──────── Passage provided ────────

A new approach enables robots to manipulate new objects in a variety of environments.
Clearing the dinner table is a task easy enough for a child to master, but it's a major challenge for robots.
Robots are great at doing repetitive tasks but struggle when they must do something new or interact with the disorder and mess of the real world. Such tasks become especially challenging when they have many steps.
"You don't want to reprogram the robot for every new task," says Murtaza Dalal, a PhD student in the School of Computer Science's (SCS) Robotics Institute at Carnegie Mellon University. "You want to just tell the robot what to do, and it does it. That's necessary if we want robots to be useful in our daily lives."
To enable robots to undertake a wide variety of tasks they haven't previously encountered, Dalal and other researchers at SCS and Apple Inc. have developed an approach to robotic manipulation called ManipGen that has proven highly successful for these multistep tasks, known as long-horizon tasks.
The key idea, Dalal explains, is to divide the task of planning how a robotic arm needs to move into two parts.
Imagine opening a door: The first step is to reach the door handle, next is to turn it. To solve the first problem, the researchers use well-established data-driven methods for computer vision and motion planning to locate the object and move a robotic arm's manipulator near the object. This method simplifies the second part of the process, limiting it to interacting with the nearby object. In this case, the door handle.
"At that point, the robot no longer cares where the object is. The robot only cares about how to grasp it," Dalal says.
Robots are typically trained to perform a task by using massive amounts of data derived from demonstrations of the task. That data can be manually collected, with humans controlling the robot, but the process is expensive and time consuming. An alternative method is to use simulation to rapidly generate data. In this case, the simulation would place the robot in a variety of virtual scenes, enabling it to learn how to grasp objects of various shapes and sizes, or to open and shut drawers or doors.
Dalal says the research team used this simulation method to generate data and train neural networks to learn how to pick up and place thousands of objects and open and close thousands of drawers and doors, employing trial-and-error reinforcement learning techniques. The team developed specific training and hardware solutions for transferring these networks trained in simulation to the real world. They found that these skills could be recombined as necessary to enable the robot to interact with many different objects in the real world, including those it hadn't previously encountered.

──────── Data ────────

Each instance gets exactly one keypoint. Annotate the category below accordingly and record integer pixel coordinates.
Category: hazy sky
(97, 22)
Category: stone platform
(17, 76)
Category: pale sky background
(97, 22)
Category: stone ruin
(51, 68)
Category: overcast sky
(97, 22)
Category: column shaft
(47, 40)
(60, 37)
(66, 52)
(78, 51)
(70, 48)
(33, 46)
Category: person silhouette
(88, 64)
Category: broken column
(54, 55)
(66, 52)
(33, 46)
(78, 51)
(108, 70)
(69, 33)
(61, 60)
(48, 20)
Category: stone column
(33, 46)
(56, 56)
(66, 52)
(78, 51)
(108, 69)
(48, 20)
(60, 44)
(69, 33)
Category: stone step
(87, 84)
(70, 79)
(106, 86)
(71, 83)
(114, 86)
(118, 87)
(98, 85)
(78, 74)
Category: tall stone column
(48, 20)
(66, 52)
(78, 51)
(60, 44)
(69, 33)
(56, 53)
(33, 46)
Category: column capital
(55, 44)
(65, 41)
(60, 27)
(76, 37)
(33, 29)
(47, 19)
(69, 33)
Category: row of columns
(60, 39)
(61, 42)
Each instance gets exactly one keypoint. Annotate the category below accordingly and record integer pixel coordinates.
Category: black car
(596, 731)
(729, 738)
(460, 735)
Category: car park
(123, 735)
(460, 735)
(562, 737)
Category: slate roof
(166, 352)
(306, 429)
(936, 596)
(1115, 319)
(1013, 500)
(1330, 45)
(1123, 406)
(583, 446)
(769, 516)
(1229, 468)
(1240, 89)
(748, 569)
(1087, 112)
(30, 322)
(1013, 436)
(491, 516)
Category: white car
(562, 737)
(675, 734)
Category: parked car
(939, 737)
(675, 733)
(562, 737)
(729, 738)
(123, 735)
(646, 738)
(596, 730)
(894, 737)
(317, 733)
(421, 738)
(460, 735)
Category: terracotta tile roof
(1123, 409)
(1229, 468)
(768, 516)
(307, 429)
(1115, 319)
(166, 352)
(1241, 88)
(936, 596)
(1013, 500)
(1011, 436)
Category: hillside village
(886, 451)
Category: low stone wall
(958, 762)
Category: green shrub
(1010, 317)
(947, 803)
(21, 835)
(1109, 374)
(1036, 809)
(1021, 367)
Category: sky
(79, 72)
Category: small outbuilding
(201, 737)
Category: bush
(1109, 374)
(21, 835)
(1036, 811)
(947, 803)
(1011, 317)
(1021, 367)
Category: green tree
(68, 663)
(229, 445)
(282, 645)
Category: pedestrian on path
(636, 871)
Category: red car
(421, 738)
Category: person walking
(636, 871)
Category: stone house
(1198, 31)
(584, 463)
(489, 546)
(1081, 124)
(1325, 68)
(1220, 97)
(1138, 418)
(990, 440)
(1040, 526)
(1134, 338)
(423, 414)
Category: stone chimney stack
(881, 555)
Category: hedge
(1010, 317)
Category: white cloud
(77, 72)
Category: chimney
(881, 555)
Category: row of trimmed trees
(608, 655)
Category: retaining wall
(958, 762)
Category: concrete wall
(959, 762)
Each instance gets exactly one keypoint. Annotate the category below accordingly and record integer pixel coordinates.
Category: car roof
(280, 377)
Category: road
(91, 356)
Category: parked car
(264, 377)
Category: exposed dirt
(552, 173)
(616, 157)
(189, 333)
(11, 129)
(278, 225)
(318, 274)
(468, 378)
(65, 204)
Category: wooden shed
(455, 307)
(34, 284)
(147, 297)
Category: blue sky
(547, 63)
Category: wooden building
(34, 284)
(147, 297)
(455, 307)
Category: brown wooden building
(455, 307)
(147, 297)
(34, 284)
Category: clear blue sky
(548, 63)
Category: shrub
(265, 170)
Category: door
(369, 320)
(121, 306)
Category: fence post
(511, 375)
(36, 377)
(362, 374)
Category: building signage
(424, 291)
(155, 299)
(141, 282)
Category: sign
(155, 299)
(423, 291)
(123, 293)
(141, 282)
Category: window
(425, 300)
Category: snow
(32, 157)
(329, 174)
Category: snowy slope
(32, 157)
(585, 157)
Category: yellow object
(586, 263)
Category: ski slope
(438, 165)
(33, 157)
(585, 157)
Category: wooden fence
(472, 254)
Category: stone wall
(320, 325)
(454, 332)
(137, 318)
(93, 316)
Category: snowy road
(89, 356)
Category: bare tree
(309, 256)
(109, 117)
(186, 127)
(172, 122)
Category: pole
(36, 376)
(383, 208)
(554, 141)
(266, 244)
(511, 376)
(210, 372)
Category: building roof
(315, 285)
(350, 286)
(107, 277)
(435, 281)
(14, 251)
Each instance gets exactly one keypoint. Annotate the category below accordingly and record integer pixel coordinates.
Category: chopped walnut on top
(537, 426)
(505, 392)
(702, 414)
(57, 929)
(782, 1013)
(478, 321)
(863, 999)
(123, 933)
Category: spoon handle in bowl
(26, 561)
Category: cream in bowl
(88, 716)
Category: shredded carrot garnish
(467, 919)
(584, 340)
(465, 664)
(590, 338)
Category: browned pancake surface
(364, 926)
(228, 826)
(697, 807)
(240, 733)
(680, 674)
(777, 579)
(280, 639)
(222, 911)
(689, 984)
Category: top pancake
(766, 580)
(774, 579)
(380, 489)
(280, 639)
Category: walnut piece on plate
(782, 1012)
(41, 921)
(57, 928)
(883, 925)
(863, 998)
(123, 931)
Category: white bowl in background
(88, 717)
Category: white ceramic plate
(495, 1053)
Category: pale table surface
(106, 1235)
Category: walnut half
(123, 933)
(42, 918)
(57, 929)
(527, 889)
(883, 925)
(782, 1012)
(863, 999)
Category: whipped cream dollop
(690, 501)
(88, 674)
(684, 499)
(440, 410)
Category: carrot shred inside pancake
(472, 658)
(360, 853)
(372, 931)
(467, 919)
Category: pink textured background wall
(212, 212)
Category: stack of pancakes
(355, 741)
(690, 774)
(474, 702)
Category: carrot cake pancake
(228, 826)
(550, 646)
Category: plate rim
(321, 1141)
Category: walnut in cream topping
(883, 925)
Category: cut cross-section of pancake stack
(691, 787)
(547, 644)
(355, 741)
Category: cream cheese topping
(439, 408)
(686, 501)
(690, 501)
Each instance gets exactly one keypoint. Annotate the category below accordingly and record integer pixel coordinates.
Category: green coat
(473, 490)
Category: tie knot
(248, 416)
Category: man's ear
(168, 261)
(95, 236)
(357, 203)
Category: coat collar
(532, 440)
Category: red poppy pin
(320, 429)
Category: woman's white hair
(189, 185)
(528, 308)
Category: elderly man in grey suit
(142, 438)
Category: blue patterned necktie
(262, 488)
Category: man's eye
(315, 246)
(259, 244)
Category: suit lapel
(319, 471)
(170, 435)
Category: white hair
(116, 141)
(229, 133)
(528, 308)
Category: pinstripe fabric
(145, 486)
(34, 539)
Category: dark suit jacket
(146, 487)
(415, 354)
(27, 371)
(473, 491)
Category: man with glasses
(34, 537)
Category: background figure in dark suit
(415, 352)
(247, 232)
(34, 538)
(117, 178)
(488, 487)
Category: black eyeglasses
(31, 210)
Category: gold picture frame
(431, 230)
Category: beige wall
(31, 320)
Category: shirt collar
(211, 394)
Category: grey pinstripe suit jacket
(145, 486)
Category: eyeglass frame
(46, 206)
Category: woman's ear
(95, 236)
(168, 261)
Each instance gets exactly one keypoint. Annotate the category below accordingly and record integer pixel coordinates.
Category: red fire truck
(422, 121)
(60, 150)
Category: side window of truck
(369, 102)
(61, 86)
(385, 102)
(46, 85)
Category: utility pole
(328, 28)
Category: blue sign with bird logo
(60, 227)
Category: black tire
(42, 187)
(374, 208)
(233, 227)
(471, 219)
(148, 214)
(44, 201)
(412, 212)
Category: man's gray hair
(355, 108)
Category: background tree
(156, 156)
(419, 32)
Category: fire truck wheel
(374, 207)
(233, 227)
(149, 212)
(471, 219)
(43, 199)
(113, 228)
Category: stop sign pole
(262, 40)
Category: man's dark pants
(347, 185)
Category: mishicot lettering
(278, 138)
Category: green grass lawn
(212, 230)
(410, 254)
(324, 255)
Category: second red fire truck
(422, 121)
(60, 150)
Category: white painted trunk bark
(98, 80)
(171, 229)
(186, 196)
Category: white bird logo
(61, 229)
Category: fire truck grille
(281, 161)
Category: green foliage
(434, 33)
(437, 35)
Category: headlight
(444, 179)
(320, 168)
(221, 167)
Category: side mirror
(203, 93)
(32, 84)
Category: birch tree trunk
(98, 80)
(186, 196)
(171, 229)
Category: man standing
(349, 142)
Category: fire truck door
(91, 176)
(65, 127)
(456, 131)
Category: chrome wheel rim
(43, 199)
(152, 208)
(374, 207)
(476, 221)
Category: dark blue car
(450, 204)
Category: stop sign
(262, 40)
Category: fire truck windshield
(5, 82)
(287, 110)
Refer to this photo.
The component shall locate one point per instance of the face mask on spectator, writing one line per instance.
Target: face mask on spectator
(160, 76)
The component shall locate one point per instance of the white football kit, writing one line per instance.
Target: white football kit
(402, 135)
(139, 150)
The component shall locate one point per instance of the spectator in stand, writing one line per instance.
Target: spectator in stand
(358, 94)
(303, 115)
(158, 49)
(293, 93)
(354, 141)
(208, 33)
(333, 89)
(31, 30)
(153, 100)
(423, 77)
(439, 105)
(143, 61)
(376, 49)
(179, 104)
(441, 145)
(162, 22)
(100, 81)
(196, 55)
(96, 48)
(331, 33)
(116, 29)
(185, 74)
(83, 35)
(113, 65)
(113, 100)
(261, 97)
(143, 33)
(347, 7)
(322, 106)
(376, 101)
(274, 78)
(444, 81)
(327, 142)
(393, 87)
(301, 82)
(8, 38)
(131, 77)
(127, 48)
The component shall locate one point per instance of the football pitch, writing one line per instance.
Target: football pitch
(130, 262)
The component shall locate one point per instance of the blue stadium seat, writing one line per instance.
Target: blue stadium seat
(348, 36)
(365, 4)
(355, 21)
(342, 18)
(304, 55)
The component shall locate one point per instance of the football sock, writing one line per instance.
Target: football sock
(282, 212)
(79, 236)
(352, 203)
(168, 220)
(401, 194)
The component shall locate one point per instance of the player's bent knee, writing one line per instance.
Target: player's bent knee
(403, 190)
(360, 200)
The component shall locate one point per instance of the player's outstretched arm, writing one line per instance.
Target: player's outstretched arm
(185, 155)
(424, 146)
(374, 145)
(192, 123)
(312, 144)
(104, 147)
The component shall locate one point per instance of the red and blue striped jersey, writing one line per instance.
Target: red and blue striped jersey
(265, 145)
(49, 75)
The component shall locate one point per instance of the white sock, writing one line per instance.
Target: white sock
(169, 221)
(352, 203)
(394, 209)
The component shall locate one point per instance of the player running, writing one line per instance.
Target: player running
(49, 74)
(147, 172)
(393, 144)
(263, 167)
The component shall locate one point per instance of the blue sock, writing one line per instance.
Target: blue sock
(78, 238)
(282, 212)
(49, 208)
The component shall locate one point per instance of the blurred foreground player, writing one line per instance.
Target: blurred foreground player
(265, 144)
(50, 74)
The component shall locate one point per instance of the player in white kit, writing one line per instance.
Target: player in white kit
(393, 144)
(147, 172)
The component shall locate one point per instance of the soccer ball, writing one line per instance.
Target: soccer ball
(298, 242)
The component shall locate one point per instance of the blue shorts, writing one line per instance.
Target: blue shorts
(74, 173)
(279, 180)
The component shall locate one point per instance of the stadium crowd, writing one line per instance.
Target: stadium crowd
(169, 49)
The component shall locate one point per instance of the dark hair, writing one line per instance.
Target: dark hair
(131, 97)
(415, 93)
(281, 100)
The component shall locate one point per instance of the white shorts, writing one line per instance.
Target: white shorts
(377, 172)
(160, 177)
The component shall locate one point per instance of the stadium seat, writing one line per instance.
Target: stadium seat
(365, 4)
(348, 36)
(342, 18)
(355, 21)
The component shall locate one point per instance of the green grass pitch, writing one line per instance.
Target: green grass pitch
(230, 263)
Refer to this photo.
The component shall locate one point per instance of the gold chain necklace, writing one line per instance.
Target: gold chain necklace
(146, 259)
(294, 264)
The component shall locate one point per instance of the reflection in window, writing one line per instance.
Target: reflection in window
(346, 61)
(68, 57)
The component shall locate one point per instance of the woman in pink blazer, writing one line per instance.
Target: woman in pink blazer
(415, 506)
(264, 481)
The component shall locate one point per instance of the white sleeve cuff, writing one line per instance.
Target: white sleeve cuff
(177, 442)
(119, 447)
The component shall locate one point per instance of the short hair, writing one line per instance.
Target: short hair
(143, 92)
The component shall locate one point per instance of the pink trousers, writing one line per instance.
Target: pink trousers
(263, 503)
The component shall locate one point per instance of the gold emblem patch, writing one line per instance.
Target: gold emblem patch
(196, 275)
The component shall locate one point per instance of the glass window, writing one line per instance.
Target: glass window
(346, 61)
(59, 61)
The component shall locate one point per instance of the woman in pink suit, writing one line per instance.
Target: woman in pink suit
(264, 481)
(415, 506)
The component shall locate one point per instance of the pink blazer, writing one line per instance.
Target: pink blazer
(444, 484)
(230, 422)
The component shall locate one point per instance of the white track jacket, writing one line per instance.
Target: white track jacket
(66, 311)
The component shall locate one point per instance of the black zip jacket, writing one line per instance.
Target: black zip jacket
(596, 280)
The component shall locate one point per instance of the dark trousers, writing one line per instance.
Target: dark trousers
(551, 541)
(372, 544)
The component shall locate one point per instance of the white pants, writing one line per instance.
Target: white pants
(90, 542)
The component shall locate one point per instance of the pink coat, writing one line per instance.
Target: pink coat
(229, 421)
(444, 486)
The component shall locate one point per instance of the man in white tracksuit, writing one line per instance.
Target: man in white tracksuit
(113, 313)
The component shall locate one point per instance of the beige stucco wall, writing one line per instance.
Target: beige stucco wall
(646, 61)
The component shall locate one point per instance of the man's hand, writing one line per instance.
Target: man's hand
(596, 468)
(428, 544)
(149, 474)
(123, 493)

────────

> [What the exercise asks]: In the article on robotic manipulation, what name did the researchers give their approach for multistep tasks? The rows have no connection to the article on robotic manipulation.

> [Response box]: ManipGen